She made her New York debut in 1951 in a play by Moss Hart. Then it

was back to England for her West End debut in "The Seven Year Itch."

After the one-year run in that comedy, she began her classical

training at the Royal Academy of Dramatic Art (RADA) and performed at

both Bristol Old Vic and then the Old Vic. Among her roles were:

Desdemona, opposite Richard Burton in "Othello" and Cressida in Tyrone

Guthrie’s influential staging of "Troilus and Cressida," set in the

Edwardian era, which started at the Old Vic and later came to the

Winter Garden in New York, opening on December 26, 1956 (for 14

performances), where I first saw her perform. Working in the States,

Harris played in roles by playwrights from Kaufman and Hart to

Pirandello to Sheridan ("Lady Teazle") to Pinter to Noel Coward to

Shaw to Edward Albee.
= = = = = = =
TASK TO CARRY OUT:
Transcribe the passage on Harris's stage career from "Winter Garden in" up to and including "to Edward Albee.".

Extracted records:
= = = = = = =
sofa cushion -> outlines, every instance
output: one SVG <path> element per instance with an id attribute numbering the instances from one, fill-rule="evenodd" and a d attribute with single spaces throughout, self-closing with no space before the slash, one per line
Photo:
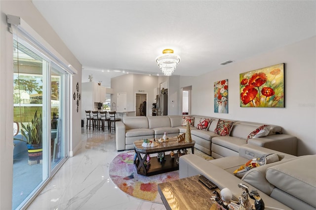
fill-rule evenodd
<path id="1" fill-rule="evenodd" d="M 167 116 L 151 116 L 147 117 L 149 128 L 171 127 L 170 118 Z"/>
<path id="2" fill-rule="evenodd" d="M 204 130 L 198 130 L 196 129 L 191 130 L 191 135 L 194 135 L 209 141 L 211 140 L 213 137 L 219 136 L 218 134 L 210 131 Z"/>
<path id="3" fill-rule="evenodd" d="M 211 120 L 209 118 L 201 118 L 197 126 L 198 130 L 207 130 L 211 125 Z"/>
<path id="4" fill-rule="evenodd" d="M 218 122 L 218 119 L 212 119 L 211 121 L 211 124 L 208 128 L 208 131 L 212 132 L 214 132 L 217 126 L 217 123 Z"/>
<path id="5" fill-rule="evenodd" d="M 222 136 L 229 136 L 233 123 L 233 121 L 222 120 L 220 119 L 217 122 L 214 133 Z"/>
<path id="6" fill-rule="evenodd" d="M 269 167 L 266 178 L 281 190 L 316 207 L 316 155 L 306 155 Z"/>
<path id="7" fill-rule="evenodd" d="M 126 130 L 125 136 L 126 137 L 141 137 L 142 136 L 154 135 L 154 131 L 152 129 L 137 128 L 135 129 Z M 142 139 L 142 138 L 141 138 L 141 139 Z"/>
<path id="8" fill-rule="evenodd" d="M 179 133 L 181 133 L 182 134 L 184 134 L 186 133 L 187 131 L 187 126 L 178 126 L 176 127 L 175 128 L 177 128 L 179 129 Z M 194 130 L 197 130 L 197 128 L 195 127 L 190 127 L 190 130 L 191 131 L 191 134 L 192 134 L 192 132 Z"/>
<path id="9" fill-rule="evenodd" d="M 123 117 L 122 121 L 126 127 L 126 130 L 149 128 L 148 120 L 145 116 L 125 116 Z"/>
<path id="10" fill-rule="evenodd" d="M 186 126 L 187 122 L 189 122 L 190 126 L 194 126 L 194 117 L 191 116 L 182 116 L 182 126 Z"/>
<path id="11" fill-rule="evenodd" d="M 152 130 L 155 131 L 155 135 L 163 134 L 164 132 L 166 132 L 167 136 L 169 138 L 174 137 L 176 136 L 179 135 L 179 129 L 177 128 L 171 128 L 170 127 L 160 127 L 159 128 L 152 128 Z M 173 134 L 173 135 L 170 136 L 168 134 Z M 177 134 L 176 135 L 174 134 Z"/>
<path id="12" fill-rule="evenodd" d="M 246 144 L 246 140 L 227 136 L 213 137 L 212 142 L 238 152 L 240 146 Z"/>

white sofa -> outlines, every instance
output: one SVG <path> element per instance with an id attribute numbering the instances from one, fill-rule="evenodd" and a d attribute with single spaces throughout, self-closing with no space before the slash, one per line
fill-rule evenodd
<path id="1" fill-rule="evenodd" d="M 282 128 L 270 125 L 268 136 L 251 139 L 247 142 L 249 134 L 263 123 L 227 120 L 234 122 L 229 136 L 221 136 L 214 133 L 218 118 L 198 115 L 194 117 L 194 126 L 190 127 L 191 137 L 196 141 L 195 147 L 215 158 L 238 156 L 239 148 L 246 144 L 256 145 L 294 155 L 297 155 L 297 139 L 282 134 Z M 196 128 L 201 118 L 212 120 L 208 130 Z M 166 132 L 169 136 L 185 133 L 186 126 L 181 126 L 182 115 L 161 116 L 127 116 L 116 123 L 117 149 L 124 150 L 134 148 L 133 143 L 144 138 L 158 138 Z"/>
<path id="2" fill-rule="evenodd" d="M 271 153 L 283 155 L 284 158 L 253 168 L 241 179 L 233 175 L 235 170 L 249 160 Z M 243 183 L 249 187 L 249 191 L 258 190 L 266 207 L 280 209 L 316 209 L 316 155 L 296 157 L 249 144 L 239 148 L 238 156 L 206 161 L 189 154 L 181 156 L 179 162 L 180 178 L 203 175 L 220 189 L 230 189 L 236 197 L 241 193 L 237 184 Z"/>

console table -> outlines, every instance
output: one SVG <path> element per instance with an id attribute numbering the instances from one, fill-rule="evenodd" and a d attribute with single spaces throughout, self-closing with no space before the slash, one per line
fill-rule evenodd
<path id="1" fill-rule="evenodd" d="M 162 160 L 161 162 L 157 157 L 152 157 L 150 162 L 147 163 L 147 155 L 188 148 L 191 148 L 192 154 L 194 154 L 194 140 L 189 143 L 184 141 L 178 142 L 176 138 L 170 138 L 167 142 L 160 142 L 156 140 L 158 145 L 153 147 L 143 147 L 142 146 L 143 142 L 143 140 L 134 142 L 134 149 L 135 152 L 134 164 L 136 168 L 137 174 L 142 175 L 150 176 L 179 170 L 178 163 L 176 162 L 179 156 L 176 153 L 176 151 L 174 158 L 172 158 L 170 155 L 165 155 L 165 160 Z"/>

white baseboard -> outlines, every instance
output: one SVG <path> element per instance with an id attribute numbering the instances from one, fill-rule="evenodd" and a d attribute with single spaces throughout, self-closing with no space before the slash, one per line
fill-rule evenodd
<path id="1" fill-rule="evenodd" d="M 78 151 L 78 150 L 81 147 L 82 141 L 80 141 L 80 142 L 76 146 L 75 148 L 72 150 L 69 151 L 69 157 L 74 157 L 76 153 Z"/>

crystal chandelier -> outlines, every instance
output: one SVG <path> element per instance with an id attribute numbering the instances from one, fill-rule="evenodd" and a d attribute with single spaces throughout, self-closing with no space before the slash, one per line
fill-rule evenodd
<path id="1" fill-rule="evenodd" d="M 171 76 L 180 62 L 180 56 L 173 54 L 173 50 L 165 49 L 156 58 L 156 62 L 165 76 Z"/>

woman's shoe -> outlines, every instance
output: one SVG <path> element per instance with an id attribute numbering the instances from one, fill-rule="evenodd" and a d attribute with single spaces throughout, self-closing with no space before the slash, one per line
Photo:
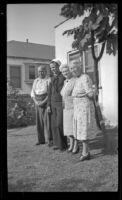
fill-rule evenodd
<path id="1" fill-rule="evenodd" d="M 84 160 L 89 160 L 90 159 L 90 153 L 88 153 L 87 155 L 85 155 L 85 156 L 81 156 L 80 157 L 80 161 L 84 161 Z"/>
<path id="2" fill-rule="evenodd" d="M 72 152 L 72 149 L 73 149 L 73 147 L 69 147 L 68 149 L 67 149 L 67 152 L 69 153 L 69 152 Z"/>
<path id="3" fill-rule="evenodd" d="M 79 147 L 77 147 L 76 150 L 72 151 L 72 154 L 76 154 L 76 153 L 78 153 L 78 152 L 79 152 Z"/>

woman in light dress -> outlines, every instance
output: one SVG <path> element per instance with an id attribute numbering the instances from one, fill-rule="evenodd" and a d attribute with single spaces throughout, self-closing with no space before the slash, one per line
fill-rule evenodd
<path id="1" fill-rule="evenodd" d="M 68 152 L 76 153 L 77 148 L 74 145 L 75 139 L 73 137 L 73 98 L 72 90 L 75 84 L 75 78 L 72 76 L 72 73 L 69 70 L 67 64 L 62 64 L 60 66 L 60 71 L 63 76 L 66 78 L 64 81 L 64 86 L 61 90 L 61 96 L 63 99 L 63 129 L 64 135 L 69 138 L 69 148 Z"/>
<path id="2" fill-rule="evenodd" d="M 91 78 L 87 74 L 83 74 L 78 61 L 71 62 L 70 71 L 77 77 L 72 92 L 74 104 L 73 135 L 76 141 L 82 141 L 83 151 L 80 160 L 83 161 L 90 159 L 88 140 L 98 132 L 92 100 L 94 92 Z M 77 144 L 76 146 L 79 149 Z"/>

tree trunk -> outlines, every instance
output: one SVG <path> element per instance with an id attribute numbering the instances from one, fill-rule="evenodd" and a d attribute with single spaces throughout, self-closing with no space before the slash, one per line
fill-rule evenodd
<path id="1" fill-rule="evenodd" d="M 97 89 L 96 101 L 98 102 L 99 96 L 99 72 L 98 72 L 98 61 L 94 60 L 94 67 L 95 67 L 95 85 Z"/>

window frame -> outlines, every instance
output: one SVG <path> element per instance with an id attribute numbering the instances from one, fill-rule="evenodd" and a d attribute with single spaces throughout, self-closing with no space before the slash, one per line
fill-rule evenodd
<path id="1" fill-rule="evenodd" d="M 98 54 L 99 54 L 99 44 L 95 44 L 95 47 L 97 47 L 97 56 L 98 56 Z M 91 48 L 91 45 L 88 47 L 89 49 Z M 88 51 L 88 50 L 87 50 Z M 86 63 L 85 63 L 85 52 L 87 52 L 87 51 L 83 51 L 83 73 L 87 73 L 86 72 Z M 73 55 L 73 54 L 75 54 L 75 53 L 79 53 L 79 50 L 72 50 L 72 51 L 69 51 L 69 52 L 67 52 L 67 63 L 69 64 L 70 63 L 70 60 L 69 60 L 69 58 L 70 58 L 70 55 Z M 79 57 L 80 59 L 81 59 L 81 57 Z M 99 68 L 99 63 L 98 63 L 98 70 L 99 70 L 99 84 L 101 85 L 101 73 L 100 73 L 100 68 Z M 93 72 L 94 73 L 94 72 Z M 93 80 L 92 80 L 93 81 Z M 99 86 L 99 88 L 101 88 L 101 86 Z"/>
<path id="2" fill-rule="evenodd" d="M 34 67 L 34 72 L 35 72 L 35 77 L 34 78 L 30 78 L 30 67 Z M 36 78 L 36 76 L 37 76 L 37 73 L 36 73 L 36 70 L 37 70 L 37 67 L 36 67 L 36 65 L 34 65 L 34 64 L 29 64 L 29 66 L 28 66 L 28 80 L 29 81 L 33 81 L 35 78 Z"/>
<path id="3" fill-rule="evenodd" d="M 10 64 L 9 65 L 9 79 L 10 79 L 10 81 L 12 81 L 12 79 L 13 79 L 13 77 L 11 78 L 11 69 L 12 69 L 12 67 L 16 67 L 16 68 L 18 68 L 19 69 L 19 85 L 20 85 L 20 87 L 16 87 L 16 86 L 14 86 L 16 89 L 22 89 L 22 69 L 21 69 L 21 65 L 15 65 L 15 64 Z"/>

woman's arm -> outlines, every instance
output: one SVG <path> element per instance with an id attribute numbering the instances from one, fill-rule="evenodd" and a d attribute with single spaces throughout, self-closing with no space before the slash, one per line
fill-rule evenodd
<path id="1" fill-rule="evenodd" d="M 86 96 L 88 97 L 93 97 L 94 92 L 93 92 L 93 88 L 92 88 L 92 80 L 88 75 L 84 75 L 83 77 L 83 85 L 84 85 L 84 89 L 86 92 Z"/>

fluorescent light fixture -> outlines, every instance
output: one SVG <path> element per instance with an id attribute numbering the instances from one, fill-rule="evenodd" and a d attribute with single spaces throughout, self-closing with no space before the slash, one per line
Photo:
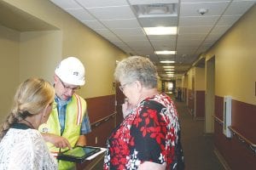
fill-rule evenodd
<path id="1" fill-rule="evenodd" d="M 168 55 L 168 54 L 175 54 L 176 51 L 154 51 L 155 54 L 159 54 L 159 55 Z"/>
<path id="2" fill-rule="evenodd" d="M 143 27 L 147 35 L 176 35 L 177 26 Z"/>
<path id="3" fill-rule="evenodd" d="M 175 66 L 173 66 L 173 65 L 166 65 L 166 66 L 163 66 L 163 68 L 172 68 L 172 69 L 174 69 Z"/>
<path id="4" fill-rule="evenodd" d="M 160 63 L 175 63 L 175 61 L 164 60 L 164 61 L 160 61 Z"/>

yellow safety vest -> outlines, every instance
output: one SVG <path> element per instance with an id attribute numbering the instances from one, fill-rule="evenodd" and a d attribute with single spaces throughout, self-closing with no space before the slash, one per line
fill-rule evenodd
<path id="1" fill-rule="evenodd" d="M 65 129 L 62 133 L 62 137 L 66 138 L 72 147 L 75 146 L 80 135 L 80 129 L 82 125 L 83 117 L 86 110 L 85 100 L 79 96 L 73 94 L 71 99 L 71 102 L 67 104 L 66 110 L 66 120 Z M 46 129 L 46 130 L 45 130 Z M 54 108 L 49 115 L 47 123 L 44 123 L 39 127 L 41 132 L 53 133 L 61 136 L 61 125 L 58 117 L 57 108 Z M 49 151 L 56 156 L 60 151 L 60 148 L 56 148 L 53 144 L 47 142 Z M 67 149 L 61 149 L 61 151 L 65 151 Z M 75 167 L 74 163 L 69 162 L 58 162 L 58 169 L 72 169 Z"/>

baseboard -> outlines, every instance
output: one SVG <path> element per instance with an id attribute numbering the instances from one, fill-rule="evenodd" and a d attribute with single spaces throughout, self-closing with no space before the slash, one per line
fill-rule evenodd
<path id="1" fill-rule="evenodd" d="M 213 152 L 216 155 L 217 158 L 218 159 L 219 162 L 222 164 L 222 166 L 224 167 L 224 168 L 225 170 L 231 170 L 231 168 L 230 167 L 230 166 L 228 165 L 227 162 L 224 160 L 224 158 L 223 157 L 223 156 L 219 153 L 219 151 L 217 150 L 216 147 L 214 147 L 213 149 Z"/>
= = = = = = =
EXPECTED ANSWER:
Winter Garden in New York, opening on December 26, 1956 (for 14

performances), where I first saw her perform. Working in the States,

Harris played in roles by playwrights from Kaufman and Hart to

Pirandello to Sheridan ("Lady Teazle") to Pinter to Noel Coward to

Shaw to Edward Albee.